# Task objective
Answer these questions from the article below on Covid-19 spreading in homes:
(a) Which two activities does the subheading say are contributing to the spread of the disease?
(b) According to the photo caption, who will face on-the-spot fines in the coming weeks?
(c) What three actions by visitors does Varadkar say are spreading coronavirus through homes?

# Text shown
Covid-19 spreading in homes via doorbells, towels and cutlery, Varadkar warns

Family dinners, play dates contributing to spread of disease and led to restrictions, Tánaiste says

Tánaiste Leo Varadkar said on-the-spot fines for those who breach face mask regulations would be in place in the coming weeks. Photograph: Julien Behal/PA

Tánaiste Leo Varadkar said on-the-spot fines for those who breach face mask regulations would be in place in the coming weeks. Photograph: Julien Behal/PA

 

Coronavirus is being spread through people’s homes by visitors pressing doorbells, using towels and sharing cutlery, Tánaiste Leo Varadkar has warned.

Explaining why there was a need to ban home visits across the country, Mr Varadkar said there was a fundamental difference in people’s Covid-behaviour in domestic settings.

Image-grounded pointing data:
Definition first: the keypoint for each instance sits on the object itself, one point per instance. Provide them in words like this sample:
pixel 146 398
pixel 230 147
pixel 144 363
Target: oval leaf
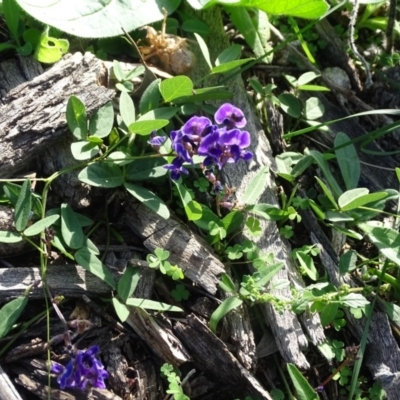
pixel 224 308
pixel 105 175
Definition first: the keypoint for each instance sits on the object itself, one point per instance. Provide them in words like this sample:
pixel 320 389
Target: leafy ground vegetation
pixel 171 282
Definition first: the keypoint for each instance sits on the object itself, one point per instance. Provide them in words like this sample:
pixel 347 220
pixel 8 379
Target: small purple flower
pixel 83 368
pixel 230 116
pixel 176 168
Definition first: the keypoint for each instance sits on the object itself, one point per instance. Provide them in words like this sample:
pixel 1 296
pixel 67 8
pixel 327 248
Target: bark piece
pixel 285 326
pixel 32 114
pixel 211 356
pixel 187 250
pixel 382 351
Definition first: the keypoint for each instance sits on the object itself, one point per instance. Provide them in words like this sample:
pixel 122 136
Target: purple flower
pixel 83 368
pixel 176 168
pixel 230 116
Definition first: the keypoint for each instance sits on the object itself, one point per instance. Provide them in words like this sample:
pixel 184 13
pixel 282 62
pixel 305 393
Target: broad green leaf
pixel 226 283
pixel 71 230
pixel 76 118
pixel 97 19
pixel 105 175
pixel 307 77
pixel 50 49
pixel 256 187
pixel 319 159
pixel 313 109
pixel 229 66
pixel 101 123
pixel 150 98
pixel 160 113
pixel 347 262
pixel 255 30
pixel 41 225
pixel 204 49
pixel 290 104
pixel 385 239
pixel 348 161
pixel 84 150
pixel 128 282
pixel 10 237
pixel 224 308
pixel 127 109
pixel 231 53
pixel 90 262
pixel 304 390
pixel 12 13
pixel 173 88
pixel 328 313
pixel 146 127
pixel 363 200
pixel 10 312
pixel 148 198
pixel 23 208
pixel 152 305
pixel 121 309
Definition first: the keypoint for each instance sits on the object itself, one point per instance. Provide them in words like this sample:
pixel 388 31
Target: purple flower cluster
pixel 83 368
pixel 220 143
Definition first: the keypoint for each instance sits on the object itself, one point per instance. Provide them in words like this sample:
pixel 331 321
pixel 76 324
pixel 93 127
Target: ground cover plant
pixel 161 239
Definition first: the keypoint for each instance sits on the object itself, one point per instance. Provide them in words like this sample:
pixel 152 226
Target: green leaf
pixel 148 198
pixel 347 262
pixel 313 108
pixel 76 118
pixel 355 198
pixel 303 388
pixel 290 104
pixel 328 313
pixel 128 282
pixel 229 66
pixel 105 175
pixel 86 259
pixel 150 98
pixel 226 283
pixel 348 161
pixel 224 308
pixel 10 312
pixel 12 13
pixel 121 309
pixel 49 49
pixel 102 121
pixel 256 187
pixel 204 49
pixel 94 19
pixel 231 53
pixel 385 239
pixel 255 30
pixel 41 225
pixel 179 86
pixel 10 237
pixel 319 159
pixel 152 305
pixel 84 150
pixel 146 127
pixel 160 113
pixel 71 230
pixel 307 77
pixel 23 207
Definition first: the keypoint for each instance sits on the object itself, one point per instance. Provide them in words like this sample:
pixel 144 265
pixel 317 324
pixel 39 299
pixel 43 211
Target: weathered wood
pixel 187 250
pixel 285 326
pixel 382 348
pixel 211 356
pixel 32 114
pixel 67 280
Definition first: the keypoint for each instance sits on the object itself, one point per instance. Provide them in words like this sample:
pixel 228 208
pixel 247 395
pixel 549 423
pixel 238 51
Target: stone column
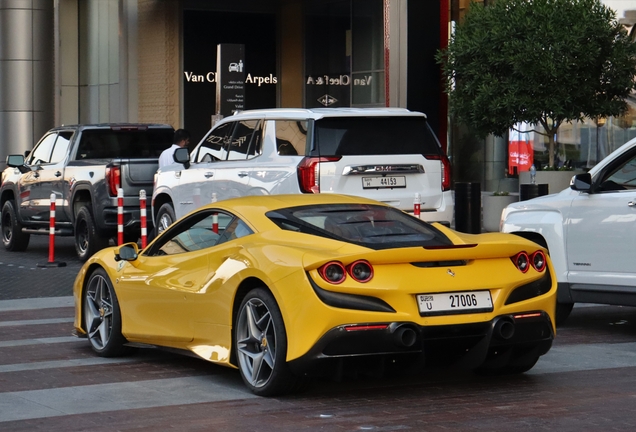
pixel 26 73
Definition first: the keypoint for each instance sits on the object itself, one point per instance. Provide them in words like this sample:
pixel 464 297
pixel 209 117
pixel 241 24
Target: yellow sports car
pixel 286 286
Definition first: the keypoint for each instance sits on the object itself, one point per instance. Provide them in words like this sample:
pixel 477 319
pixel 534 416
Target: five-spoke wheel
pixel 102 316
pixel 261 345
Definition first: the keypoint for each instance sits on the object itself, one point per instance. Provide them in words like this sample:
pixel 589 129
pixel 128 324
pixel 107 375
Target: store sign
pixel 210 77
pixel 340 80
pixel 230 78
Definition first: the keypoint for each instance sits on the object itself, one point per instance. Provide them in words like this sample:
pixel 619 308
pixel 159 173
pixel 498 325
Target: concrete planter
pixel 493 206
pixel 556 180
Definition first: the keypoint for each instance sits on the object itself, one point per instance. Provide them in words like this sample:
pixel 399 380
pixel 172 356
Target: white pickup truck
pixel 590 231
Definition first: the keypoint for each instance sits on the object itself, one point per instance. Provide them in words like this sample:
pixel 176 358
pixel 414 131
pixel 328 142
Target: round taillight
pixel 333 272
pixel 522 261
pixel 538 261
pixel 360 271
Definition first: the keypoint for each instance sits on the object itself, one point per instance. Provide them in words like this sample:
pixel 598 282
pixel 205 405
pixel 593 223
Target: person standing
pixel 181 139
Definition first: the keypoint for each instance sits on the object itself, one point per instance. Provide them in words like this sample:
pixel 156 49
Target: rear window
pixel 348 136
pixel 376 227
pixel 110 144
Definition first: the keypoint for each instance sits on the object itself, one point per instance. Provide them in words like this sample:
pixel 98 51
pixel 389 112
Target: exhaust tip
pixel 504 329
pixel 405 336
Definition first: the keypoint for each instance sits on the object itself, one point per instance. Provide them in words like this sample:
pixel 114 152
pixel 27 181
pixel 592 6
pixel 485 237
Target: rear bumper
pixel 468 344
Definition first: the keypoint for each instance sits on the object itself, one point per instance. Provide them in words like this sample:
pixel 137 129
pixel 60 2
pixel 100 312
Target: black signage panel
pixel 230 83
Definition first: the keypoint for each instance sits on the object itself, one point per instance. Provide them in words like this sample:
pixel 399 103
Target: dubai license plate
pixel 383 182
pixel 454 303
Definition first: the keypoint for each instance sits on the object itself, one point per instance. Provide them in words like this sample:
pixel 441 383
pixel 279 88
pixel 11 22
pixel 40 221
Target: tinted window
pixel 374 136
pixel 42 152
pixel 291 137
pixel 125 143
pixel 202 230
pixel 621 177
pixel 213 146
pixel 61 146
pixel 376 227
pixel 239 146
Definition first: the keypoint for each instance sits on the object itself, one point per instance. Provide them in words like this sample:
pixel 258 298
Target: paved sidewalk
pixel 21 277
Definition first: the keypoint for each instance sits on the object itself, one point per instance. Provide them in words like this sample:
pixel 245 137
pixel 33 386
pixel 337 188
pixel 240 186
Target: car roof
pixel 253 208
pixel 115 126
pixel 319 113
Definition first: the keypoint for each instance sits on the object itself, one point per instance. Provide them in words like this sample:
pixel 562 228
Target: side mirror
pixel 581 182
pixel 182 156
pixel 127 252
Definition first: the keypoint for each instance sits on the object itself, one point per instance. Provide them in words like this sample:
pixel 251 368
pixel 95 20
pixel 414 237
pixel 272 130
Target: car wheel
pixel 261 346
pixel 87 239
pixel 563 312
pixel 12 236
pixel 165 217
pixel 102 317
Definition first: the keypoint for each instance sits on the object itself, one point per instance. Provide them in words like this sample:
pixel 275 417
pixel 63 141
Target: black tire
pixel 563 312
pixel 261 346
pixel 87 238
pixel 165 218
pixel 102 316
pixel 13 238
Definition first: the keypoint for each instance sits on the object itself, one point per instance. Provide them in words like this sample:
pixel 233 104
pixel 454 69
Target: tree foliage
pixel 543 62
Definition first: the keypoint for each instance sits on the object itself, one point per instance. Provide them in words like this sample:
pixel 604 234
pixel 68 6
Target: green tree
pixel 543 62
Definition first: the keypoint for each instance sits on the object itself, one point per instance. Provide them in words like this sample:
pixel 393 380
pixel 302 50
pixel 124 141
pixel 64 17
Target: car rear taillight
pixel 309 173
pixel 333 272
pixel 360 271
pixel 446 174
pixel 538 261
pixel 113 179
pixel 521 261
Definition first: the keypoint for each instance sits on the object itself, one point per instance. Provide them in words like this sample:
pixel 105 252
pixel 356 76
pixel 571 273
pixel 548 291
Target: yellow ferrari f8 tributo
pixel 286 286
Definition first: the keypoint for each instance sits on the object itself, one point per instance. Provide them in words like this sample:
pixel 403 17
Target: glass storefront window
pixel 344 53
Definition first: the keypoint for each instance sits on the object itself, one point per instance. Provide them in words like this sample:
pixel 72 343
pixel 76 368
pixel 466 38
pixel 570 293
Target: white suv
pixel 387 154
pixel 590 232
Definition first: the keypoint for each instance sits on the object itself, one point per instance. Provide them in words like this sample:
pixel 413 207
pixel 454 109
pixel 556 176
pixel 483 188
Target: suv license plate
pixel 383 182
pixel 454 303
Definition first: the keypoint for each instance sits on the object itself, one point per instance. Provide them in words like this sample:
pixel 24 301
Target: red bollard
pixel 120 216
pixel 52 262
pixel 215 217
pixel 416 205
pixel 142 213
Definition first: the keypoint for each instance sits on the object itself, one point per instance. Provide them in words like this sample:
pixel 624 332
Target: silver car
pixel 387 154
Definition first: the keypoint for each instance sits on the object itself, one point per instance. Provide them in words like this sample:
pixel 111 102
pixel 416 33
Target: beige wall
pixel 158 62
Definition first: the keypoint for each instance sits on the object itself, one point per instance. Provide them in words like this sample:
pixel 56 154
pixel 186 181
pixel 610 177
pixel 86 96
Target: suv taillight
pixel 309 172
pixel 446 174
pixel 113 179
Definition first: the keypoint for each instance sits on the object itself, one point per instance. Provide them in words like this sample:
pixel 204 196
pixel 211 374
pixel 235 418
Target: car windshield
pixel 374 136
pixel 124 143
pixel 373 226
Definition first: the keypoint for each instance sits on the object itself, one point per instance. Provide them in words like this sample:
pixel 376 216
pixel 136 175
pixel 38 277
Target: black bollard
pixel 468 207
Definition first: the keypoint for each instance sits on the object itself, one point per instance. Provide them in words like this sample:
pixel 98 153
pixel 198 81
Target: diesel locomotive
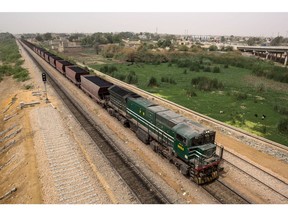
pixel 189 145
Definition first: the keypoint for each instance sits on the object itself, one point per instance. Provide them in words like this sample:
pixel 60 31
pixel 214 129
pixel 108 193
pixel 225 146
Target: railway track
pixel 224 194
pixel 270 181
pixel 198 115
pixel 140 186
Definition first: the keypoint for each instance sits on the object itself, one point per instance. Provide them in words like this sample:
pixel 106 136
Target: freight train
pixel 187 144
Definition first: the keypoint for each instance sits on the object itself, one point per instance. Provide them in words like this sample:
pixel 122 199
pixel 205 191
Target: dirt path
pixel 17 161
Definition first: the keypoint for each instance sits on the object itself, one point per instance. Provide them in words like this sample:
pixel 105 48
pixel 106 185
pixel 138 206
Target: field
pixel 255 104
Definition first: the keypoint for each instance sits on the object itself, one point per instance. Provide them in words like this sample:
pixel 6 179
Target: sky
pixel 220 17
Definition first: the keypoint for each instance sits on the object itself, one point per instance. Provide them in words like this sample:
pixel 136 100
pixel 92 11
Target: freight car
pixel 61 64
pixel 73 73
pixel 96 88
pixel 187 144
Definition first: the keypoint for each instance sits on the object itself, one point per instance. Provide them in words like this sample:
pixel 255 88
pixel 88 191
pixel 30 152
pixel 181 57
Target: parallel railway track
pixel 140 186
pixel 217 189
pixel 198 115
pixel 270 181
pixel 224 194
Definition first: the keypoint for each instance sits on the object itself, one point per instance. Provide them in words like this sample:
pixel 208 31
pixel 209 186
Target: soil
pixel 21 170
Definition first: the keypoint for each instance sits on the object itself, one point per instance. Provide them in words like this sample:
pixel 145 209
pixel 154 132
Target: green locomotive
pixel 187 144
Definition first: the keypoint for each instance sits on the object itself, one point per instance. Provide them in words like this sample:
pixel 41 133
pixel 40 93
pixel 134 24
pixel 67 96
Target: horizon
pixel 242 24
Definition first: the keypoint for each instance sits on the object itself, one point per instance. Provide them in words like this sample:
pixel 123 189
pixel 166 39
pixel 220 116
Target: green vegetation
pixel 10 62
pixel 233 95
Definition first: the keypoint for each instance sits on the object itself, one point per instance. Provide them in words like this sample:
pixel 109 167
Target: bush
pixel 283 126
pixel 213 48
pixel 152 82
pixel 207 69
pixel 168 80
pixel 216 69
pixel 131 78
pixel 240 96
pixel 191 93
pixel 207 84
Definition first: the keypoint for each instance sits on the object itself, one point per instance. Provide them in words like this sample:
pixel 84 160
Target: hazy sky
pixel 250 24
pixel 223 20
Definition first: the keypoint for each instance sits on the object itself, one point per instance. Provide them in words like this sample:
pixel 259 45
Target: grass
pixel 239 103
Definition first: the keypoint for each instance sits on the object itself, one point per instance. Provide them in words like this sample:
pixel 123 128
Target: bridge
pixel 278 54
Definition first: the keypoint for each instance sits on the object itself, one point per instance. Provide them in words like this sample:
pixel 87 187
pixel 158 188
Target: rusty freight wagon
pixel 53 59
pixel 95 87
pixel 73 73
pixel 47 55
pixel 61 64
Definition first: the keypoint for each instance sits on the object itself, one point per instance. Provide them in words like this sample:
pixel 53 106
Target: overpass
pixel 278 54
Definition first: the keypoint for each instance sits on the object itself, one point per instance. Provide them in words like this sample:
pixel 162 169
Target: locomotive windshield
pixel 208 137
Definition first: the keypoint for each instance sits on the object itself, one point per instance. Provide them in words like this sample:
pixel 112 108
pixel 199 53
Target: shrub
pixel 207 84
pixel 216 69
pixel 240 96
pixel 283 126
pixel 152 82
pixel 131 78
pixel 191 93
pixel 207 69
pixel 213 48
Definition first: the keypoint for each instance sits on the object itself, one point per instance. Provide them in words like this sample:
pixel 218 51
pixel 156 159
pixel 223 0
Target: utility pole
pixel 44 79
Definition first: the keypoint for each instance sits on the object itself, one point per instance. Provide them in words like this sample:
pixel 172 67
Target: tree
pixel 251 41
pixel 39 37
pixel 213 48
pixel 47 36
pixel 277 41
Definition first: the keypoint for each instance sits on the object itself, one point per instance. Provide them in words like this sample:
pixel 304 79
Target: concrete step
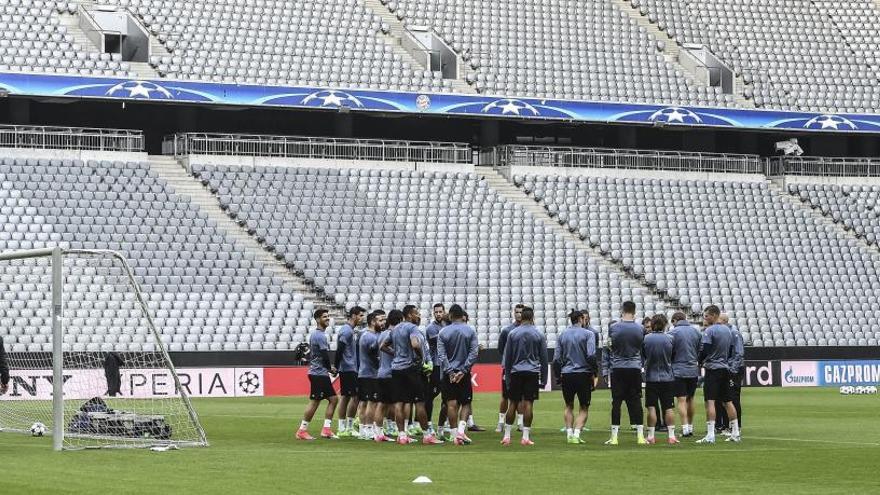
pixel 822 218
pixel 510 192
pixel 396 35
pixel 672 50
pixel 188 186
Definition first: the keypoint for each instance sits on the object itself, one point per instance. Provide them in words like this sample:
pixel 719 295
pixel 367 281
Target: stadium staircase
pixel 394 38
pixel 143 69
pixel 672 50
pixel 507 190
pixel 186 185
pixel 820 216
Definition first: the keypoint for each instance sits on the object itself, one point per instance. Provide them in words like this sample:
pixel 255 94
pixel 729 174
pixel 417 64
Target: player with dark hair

# Expected answer
(a) Family dinners and play dates.
(b) Those who breach face mask regulations.
(c) Pressing doorbells, using towels and sharing cutlery.